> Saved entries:
———

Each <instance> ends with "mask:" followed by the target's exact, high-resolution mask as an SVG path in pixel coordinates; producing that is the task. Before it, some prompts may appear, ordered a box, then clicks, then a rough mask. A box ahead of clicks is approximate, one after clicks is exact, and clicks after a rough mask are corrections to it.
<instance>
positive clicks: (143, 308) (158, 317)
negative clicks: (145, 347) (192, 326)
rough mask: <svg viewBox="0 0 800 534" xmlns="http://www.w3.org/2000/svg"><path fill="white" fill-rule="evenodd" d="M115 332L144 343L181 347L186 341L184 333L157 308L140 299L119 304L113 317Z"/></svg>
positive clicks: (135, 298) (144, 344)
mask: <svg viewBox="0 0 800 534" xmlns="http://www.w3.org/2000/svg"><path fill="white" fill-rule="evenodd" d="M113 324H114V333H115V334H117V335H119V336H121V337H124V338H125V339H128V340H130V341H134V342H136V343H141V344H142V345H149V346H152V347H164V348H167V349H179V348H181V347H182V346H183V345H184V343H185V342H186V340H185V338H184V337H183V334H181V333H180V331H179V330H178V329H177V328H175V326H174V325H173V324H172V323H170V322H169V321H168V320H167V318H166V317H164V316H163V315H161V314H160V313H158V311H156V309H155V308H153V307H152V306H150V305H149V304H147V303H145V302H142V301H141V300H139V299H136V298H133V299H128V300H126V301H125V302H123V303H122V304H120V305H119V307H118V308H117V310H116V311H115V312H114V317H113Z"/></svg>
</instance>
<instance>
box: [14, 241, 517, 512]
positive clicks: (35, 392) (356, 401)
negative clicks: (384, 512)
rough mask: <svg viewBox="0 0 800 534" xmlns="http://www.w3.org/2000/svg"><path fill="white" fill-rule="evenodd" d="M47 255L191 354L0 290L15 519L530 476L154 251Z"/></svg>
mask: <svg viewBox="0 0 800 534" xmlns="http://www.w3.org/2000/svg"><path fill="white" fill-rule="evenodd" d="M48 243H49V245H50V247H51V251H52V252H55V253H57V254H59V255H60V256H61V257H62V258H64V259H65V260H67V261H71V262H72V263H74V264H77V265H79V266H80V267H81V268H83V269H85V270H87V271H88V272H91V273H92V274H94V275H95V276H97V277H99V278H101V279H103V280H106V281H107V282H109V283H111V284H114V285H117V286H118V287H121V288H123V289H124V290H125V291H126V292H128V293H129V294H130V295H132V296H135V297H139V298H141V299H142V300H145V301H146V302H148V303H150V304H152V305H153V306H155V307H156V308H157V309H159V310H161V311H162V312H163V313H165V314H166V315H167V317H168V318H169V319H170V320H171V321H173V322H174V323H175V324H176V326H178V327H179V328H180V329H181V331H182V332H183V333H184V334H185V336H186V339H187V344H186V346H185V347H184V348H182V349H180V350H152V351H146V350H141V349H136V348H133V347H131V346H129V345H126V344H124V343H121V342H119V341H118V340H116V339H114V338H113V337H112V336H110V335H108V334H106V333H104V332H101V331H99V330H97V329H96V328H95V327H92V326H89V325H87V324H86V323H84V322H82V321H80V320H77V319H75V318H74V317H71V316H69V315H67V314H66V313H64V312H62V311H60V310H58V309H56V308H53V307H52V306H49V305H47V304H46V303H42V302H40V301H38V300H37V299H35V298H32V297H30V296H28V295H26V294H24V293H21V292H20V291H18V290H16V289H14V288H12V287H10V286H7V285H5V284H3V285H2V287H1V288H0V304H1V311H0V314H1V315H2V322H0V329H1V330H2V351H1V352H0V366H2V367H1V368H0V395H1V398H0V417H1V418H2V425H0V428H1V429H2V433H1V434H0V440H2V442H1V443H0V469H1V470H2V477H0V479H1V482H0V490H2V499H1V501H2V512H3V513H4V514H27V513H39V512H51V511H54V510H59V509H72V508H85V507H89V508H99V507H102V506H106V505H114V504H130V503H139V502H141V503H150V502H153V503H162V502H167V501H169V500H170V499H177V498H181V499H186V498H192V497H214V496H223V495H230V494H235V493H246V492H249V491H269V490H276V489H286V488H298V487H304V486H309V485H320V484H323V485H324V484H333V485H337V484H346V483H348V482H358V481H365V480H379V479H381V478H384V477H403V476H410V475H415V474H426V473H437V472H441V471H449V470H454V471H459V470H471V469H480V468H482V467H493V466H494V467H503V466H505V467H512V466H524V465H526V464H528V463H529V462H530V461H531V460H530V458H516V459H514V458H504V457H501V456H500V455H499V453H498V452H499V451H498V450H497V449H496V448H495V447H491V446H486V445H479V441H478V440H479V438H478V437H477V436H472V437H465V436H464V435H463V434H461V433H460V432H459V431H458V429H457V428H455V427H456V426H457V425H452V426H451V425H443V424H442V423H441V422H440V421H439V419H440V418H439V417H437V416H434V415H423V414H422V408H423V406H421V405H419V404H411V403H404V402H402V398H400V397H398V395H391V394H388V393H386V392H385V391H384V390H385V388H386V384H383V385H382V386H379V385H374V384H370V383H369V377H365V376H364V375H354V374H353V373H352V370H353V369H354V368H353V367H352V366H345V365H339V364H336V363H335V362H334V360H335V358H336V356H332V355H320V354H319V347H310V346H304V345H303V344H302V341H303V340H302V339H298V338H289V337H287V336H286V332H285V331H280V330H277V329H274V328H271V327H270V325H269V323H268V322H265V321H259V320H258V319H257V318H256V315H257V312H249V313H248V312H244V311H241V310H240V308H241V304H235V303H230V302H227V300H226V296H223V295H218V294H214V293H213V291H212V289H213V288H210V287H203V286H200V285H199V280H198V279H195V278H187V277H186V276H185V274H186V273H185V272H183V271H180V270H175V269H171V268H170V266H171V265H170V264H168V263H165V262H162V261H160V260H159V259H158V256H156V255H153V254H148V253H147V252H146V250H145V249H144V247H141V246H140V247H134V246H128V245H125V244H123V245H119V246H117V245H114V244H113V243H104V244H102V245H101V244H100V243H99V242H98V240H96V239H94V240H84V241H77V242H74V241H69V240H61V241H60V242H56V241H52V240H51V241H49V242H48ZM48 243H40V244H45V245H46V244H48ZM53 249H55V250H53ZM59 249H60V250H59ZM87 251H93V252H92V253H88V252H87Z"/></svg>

———

> Directions:
Please write out exactly the lines from the start of the data through the line that contains "332L144 343L181 347L186", both ends included, and nothing else.

> Solution to this problem:
Each <instance> ends with "mask:" followed by the target's exact, high-resolution mask as an SVG path in pixel coordinates; producing that is the task. Before it, some prompts may appear, ordered a box, then clicks, then a rough mask. A box ahead of clicks is approximate, one after clicks is exact, and clicks after a rough mask are corrections to it.
<instance>
positive clicks: (143, 308) (158, 317)
negative clicks: (145, 347) (192, 326)
rough mask: <svg viewBox="0 0 800 534" xmlns="http://www.w3.org/2000/svg"><path fill="white" fill-rule="evenodd" d="M115 332L144 343L181 347L186 341L184 333L157 308L140 299L119 304L113 317Z"/></svg>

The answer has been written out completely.